The National Wildlife Federation, which filed a notice of its intent to sue on Tuesday, accused the Pipeline and Hazardous Materials Safety Administration (PHMSA), part of the DOT, of failing to properly enforce the Oil Pollution Act, enacted by Congress in the wake of the Exxon Valdez spill.

“Due to the agency’s decades-long oversight failures, every U.S. oil pipeline that intersects a navigable water is operating illegally,” the NWF wrote in a statement announcing the filing.

On paper, the Oil Pollution Act prohibits the transportation of oil through pipelines on land or in the water, unless oil pipeline owners or operators receive government approval that they have safety plans that are adequate to respond to a worst-case oil spill, according to the NWF. But the requirements lawmakers enacted were never put into place, the group said.

“There are no regulations at all — that’s the problem,” NWF attorney Neil Kagan told MLive. “The department was supposed to issue them but it never did.”

These regulations would be important in part because pipelines pass through rivers and streams in thousands of places across the country, the NWF said. “DOT‘s Pipeline and Hazardous Materials Safety Administration ‘determined that hazardous liquid pipelines cross inland bodies of water at 18,136 locations’ in the United States. The Keystone XL oil pipeline alone would cross nearly 2,000 rivers, streams and reservoirs in Montana, South Dakota and Nebraska,” the group wrote. “This is cause for serious concern.”

▶ EXERCISE DIRECTIONS: In the passage about the pipeline lawsuit notice, at how many U.S. locations did PHMSA determine that hazardous liquid pipelines cross inland bodies of water?

▶ STORED RECORDS:
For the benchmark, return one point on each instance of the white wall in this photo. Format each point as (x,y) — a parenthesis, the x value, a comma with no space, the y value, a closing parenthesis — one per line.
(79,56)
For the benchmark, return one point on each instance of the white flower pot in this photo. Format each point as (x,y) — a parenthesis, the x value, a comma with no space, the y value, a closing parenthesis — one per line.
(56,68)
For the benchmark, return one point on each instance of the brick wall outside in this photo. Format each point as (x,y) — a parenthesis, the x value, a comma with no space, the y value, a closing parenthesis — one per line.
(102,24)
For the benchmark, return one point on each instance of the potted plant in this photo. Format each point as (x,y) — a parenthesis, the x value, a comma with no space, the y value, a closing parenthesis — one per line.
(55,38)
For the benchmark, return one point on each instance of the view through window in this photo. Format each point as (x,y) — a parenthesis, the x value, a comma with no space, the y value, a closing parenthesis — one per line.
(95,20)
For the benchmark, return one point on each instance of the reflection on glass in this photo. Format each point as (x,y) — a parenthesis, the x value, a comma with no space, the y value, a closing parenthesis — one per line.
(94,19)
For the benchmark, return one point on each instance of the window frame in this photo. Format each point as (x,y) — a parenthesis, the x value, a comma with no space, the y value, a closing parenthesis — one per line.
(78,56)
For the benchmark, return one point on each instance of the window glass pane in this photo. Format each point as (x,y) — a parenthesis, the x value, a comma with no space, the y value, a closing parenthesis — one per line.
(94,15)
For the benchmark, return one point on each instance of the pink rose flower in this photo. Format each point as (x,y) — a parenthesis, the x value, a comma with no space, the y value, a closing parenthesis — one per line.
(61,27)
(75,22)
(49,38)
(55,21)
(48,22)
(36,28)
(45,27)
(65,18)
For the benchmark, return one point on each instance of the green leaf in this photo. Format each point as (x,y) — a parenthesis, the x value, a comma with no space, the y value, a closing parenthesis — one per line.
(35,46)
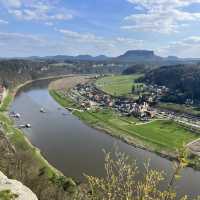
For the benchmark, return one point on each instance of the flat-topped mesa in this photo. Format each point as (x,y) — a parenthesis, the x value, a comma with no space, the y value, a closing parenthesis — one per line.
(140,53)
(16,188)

▶ SOLUTION TO THIS EXERCISE: 18,136 locations.